## The task
Please rewrite the data below, swapping each "even-odd fill rule" for "nonzero winding rule" and leaving everything else the same.
[Start of Records supplied]
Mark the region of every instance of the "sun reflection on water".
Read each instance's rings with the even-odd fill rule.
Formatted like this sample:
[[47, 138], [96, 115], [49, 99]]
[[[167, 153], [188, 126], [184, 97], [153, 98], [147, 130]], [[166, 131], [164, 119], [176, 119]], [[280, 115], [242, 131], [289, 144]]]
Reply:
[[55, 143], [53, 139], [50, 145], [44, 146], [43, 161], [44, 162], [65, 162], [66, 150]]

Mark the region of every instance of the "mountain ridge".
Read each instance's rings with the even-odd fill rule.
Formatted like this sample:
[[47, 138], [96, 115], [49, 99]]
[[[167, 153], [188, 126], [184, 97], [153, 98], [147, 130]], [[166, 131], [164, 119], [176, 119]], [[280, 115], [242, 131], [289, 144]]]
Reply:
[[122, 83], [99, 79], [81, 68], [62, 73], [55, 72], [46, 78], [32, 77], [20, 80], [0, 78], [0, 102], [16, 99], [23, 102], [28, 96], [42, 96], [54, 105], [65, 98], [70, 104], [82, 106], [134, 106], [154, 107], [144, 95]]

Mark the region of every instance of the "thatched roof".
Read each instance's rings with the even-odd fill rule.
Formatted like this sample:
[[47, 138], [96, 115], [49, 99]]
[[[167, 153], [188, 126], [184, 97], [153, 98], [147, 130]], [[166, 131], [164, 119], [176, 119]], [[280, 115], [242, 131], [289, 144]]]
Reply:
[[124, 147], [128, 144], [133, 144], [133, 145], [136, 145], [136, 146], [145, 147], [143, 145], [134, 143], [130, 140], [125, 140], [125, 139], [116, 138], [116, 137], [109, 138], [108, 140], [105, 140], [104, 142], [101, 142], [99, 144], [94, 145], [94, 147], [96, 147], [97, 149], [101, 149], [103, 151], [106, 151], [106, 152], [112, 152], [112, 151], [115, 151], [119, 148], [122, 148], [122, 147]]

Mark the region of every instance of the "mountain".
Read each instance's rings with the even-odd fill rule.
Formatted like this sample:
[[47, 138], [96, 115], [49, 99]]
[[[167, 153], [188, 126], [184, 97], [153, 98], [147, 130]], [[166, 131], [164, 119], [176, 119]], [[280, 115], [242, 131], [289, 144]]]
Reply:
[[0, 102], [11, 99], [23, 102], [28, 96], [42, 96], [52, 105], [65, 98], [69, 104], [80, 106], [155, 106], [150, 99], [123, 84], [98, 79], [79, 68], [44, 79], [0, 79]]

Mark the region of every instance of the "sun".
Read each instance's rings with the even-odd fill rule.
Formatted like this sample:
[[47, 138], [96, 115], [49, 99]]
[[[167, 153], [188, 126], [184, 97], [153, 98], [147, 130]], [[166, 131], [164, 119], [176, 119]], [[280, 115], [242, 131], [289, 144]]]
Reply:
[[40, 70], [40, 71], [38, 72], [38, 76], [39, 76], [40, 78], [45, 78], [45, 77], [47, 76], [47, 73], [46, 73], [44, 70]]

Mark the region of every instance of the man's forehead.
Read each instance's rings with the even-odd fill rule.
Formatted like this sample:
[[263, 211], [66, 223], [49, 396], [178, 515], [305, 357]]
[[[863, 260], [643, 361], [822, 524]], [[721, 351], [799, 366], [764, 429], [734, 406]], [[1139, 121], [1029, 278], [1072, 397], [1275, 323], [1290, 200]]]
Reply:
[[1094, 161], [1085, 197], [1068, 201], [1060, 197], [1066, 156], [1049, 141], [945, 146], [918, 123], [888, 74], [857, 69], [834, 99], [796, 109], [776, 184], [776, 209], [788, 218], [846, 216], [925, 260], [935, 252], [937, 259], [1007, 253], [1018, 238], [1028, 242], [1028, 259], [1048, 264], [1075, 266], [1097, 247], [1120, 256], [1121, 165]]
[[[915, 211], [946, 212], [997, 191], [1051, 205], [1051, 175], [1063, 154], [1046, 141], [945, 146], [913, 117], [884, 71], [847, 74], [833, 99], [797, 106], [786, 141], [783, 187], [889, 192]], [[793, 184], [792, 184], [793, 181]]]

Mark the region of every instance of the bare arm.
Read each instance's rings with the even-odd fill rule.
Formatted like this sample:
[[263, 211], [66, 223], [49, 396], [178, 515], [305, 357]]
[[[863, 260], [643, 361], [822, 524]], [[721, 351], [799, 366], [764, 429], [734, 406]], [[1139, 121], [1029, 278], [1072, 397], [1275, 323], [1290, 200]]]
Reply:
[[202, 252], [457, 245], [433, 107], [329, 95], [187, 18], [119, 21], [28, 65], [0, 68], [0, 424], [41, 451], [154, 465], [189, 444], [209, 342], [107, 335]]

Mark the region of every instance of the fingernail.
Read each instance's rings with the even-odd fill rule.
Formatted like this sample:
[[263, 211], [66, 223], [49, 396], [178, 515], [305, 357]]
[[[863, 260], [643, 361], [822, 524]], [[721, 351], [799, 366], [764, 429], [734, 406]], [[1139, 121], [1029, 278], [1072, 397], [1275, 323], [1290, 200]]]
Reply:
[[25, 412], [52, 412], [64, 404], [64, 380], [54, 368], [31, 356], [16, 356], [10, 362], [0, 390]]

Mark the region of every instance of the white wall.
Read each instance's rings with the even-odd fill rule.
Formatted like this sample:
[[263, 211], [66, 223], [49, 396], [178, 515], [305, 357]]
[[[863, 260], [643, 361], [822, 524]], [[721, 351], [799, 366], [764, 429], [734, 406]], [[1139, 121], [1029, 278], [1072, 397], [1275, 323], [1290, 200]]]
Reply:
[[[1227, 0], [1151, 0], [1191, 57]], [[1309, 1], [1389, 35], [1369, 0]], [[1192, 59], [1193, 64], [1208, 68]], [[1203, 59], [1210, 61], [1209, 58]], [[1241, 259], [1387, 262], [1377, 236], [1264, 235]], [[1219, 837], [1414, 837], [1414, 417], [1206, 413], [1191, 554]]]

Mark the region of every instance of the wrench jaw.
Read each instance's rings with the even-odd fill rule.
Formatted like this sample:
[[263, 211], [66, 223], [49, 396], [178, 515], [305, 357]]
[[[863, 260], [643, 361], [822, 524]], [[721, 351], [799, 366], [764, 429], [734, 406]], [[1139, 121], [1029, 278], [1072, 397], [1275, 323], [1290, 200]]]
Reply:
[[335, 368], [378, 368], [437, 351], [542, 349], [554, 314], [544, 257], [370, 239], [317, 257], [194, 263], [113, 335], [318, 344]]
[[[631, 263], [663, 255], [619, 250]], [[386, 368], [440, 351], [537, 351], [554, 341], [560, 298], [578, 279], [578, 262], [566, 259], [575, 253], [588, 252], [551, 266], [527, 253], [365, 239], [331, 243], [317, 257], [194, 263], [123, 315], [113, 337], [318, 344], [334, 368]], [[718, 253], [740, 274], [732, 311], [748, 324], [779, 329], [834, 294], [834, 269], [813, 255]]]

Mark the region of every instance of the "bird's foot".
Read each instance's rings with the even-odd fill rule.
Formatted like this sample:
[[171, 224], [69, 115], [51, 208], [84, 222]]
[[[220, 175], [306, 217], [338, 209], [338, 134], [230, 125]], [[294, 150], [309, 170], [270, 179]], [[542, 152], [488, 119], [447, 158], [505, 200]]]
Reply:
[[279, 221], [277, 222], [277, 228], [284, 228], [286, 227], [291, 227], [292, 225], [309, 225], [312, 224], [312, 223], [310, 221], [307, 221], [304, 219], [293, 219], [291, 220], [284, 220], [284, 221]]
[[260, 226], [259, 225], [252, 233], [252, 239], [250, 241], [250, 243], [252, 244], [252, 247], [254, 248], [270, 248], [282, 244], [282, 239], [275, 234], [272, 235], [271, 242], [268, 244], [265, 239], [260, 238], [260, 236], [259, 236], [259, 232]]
[End of Records supplied]
## Response below
Mark the region of every instance of the "sun reflection on water".
Read each instance's rings with the nonzero winding rule.
Formatted like this sample:
[[47, 138], [96, 115], [49, 99]]
[[[167, 153], [188, 126], [184, 97], [153, 98], [147, 130]], [[166, 131], [164, 119], [176, 119]], [[280, 115], [242, 131], [289, 144]]]
Reply:
[[55, 143], [53, 139], [50, 145], [44, 146], [43, 161], [44, 162], [65, 162], [66, 150]]

Mark the region of every instance of the "mountain ridge".
Read each instance's rings with the nonzero winding rule.
Formatted like this sample:
[[47, 138], [96, 115], [49, 99]]
[[[167, 153], [188, 126], [184, 97], [153, 98], [147, 130]], [[166, 131], [164, 119], [176, 119]], [[280, 115], [242, 131], [289, 144]]]
Reply:
[[122, 83], [99, 79], [81, 68], [62, 73], [55, 72], [46, 78], [32, 77], [20, 80], [0, 78], [0, 102], [16, 99], [23, 102], [28, 96], [42, 96], [54, 105], [65, 98], [70, 104], [82, 106], [134, 106], [154, 107], [144, 95]]

Mark the region of every instance of the "thatched roof".
Read each instance's rings with the nonzero winding rule.
Formatted like this sample:
[[47, 138], [96, 115], [49, 99]]
[[[167, 153], [188, 126], [184, 97], [153, 98], [147, 130]], [[166, 131], [164, 119], [176, 119]], [[280, 115], [242, 131], [289, 144]]]
Reply:
[[124, 147], [128, 144], [133, 144], [133, 145], [136, 145], [136, 146], [145, 147], [143, 145], [134, 143], [130, 140], [125, 140], [125, 139], [116, 138], [116, 137], [109, 138], [108, 140], [105, 140], [104, 142], [101, 142], [99, 144], [94, 145], [94, 147], [96, 147], [97, 149], [101, 149], [103, 151], [106, 151], [106, 152], [112, 152], [112, 151], [115, 151], [119, 148], [122, 148], [122, 147]]

Mark the region of every instance of the "mountain".
Read each instance's rings with the nonzero winding rule.
Formatted like this sample:
[[47, 138], [96, 115], [49, 99]]
[[[167, 153], [188, 126], [184, 97], [153, 98], [147, 130]], [[166, 131], [164, 119], [176, 119]], [[280, 115], [242, 131], [289, 144]]]
Reply:
[[0, 102], [11, 99], [23, 102], [28, 96], [42, 96], [52, 105], [65, 98], [69, 104], [80, 106], [155, 106], [150, 99], [123, 84], [98, 79], [79, 68], [44, 79], [0, 79]]

Mark the region of every instance of the "sun".
Read each instance's rings with the nonzero winding rule.
Formatted like this sample:
[[47, 138], [96, 115], [49, 99]]
[[[167, 153], [188, 126], [184, 97], [153, 98], [147, 130]], [[166, 131], [164, 119], [176, 119]], [[280, 115], [242, 131], [289, 144]]]
Reply:
[[40, 70], [40, 71], [38, 72], [38, 76], [39, 76], [40, 78], [45, 78], [45, 77], [47, 76], [47, 73], [46, 73], [44, 70]]

Mark the region of every instance of the man's forehead.
Read each instance's rings with the nonzero winding rule.
Formatted like this sample:
[[263, 211], [66, 223], [49, 396], [178, 515], [305, 357]]
[[[863, 260], [643, 361], [822, 524]], [[721, 351], [799, 366], [764, 429], [734, 406]], [[1139, 121], [1029, 278], [1072, 397], [1275, 323], [1290, 200]]]
Reply:
[[1094, 161], [1085, 197], [1068, 201], [1060, 197], [1066, 156], [1049, 141], [945, 146], [918, 123], [888, 74], [857, 69], [834, 99], [796, 109], [776, 184], [776, 209], [788, 218], [846, 216], [925, 260], [935, 252], [937, 259], [1007, 253], [1018, 238], [1028, 242], [1028, 259], [1048, 264], [1075, 266], [1097, 247], [1120, 256], [1121, 165]]
[[[915, 211], [946, 212], [997, 191], [1051, 205], [1051, 175], [1063, 154], [1046, 141], [945, 146], [913, 117], [884, 71], [847, 74], [833, 99], [797, 106], [786, 141], [783, 187], [889, 192]], [[793, 184], [792, 184], [793, 181]]]

Mark the region of every instance of the bare arm.
Read each instance's rings with the nonzero winding rule.
Formatted like this sample:
[[263, 211], [66, 223], [49, 396], [178, 515], [305, 357]]
[[[863, 260], [643, 361], [822, 524]], [[721, 351], [799, 366], [764, 429], [734, 406]], [[1139, 121], [1029, 278], [1072, 397], [1275, 323], [1290, 200]]]
Reply:
[[202, 252], [457, 245], [433, 107], [329, 95], [187, 18], [119, 21], [28, 65], [0, 68], [0, 424], [41, 451], [154, 465], [189, 444], [209, 342], [107, 335]]

Mark the region of every instance of the fingernail.
Read each instance's rings with the nonzero winding rule.
Formatted like this sample:
[[263, 211], [66, 223], [49, 396], [178, 515], [305, 357]]
[[[863, 260], [643, 361], [822, 524]], [[721, 351], [799, 366], [764, 429], [734, 406]], [[1139, 121], [1029, 278], [1072, 397], [1275, 323], [1290, 200]]]
Reply:
[[25, 412], [52, 412], [64, 404], [64, 380], [54, 368], [31, 356], [16, 356], [10, 362], [0, 390]]

Mark the region of every instance of the white wall.
Read each instance's rings with the nonzero winding rule.
Formatted like this sample:
[[263, 211], [66, 223], [49, 396], [178, 515], [305, 357]]
[[[863, 260], [643, 361], [822, 524]], [[721, 351], [799, 366], [764, 429], [734, 406]], [[1139, 121], [1029, 278], [1072, 397], [1275, 323], [1290, 200]]]
Reply:
[[[1227, 0], [1151, 0], [1191, 57]], [[1309, 1], [1389, 35], [1369, 0]], [[1192, 59], [1193, 64], [1208, 68]], [[1203, 59], [1210, 61], [1209, 58]], [[1241, 259], [1387, 262], [1377, 236], [1264, 235]], [[1219, 837], [1414, 837], [1414, 417], [1206, 413], [1191, 554]]]

Mark the region of every instance of the wrench jaw.
Read each instance's rings with the nonzero winding rule.
Formatted like this sample:
[[263, 211], [66, 223], [49, 396], [178, 515], [305, 357]]
[[[863, 260], [643, 361], [822, 524]], [[721, 351], [799, 366], [764, 429], [734, 406]], [[1139, 121], [1029, 278], [1072, 397], [1275, 323], [1290, 200]]]
Reply:
[[335, 368], [378, 368], [437, 351], [542, 349], [554, 314], [544, 257], [370, 239], [317, 257], [194, 263], [113, 335], [318, 344]]
[[[631, 263], [663, 255], [619, 250]], [[386, 368], [440, 351], [537, 351], [554, 341], [560, 298], [578, 279], [578, 262], [566, 259], [575, 253], [588, 252], [551, 266], [527, 253], [365, 239], [331, 243], [317, 257], [194, 263], [123, 315], [113, 337], [318, 344], [334, 368]], [[718, 253], [740, 274], [732, 311], [748, 324], [779, 329], [834, 294], [834, 269], [813, 255]]]

Mark the region of every instance of the "bird's foot".
Read each instance's rings with the nonzero winding rule.
Formatted like this sample:
[[171, 224], [69, 115], [51, 208], [84, 222]]
[[[220, 175], [306, 217], [338, 209], [338, 134], [230, 125]], [[294, 150], [309, 170], [270, 179]], [[542, 152], [488, 119], [447, 158], [505, 200]]]
Reply:
[[279, 221], [277, 222], [277, 228], [284, 228], [286, 227], [291, 227], [292, 225], [309, 225], [312, 224], [312, 223], [310, 221], [307, 221], [304, 219], [293, 219], [291, 220], [284, 220], [284, 221]]
[[260, 226], [259, 225], [252, 233], [252, 239], [250, 241], [250, 243], [252, 244], [252, 247], [254, 248], [270, 248], [282, 244], [282, 239], [275, 234], [272, 235], [271, 242], [268, 244], [265, 239], [260, 238], [260, 236], [259, 236], [259, 232]]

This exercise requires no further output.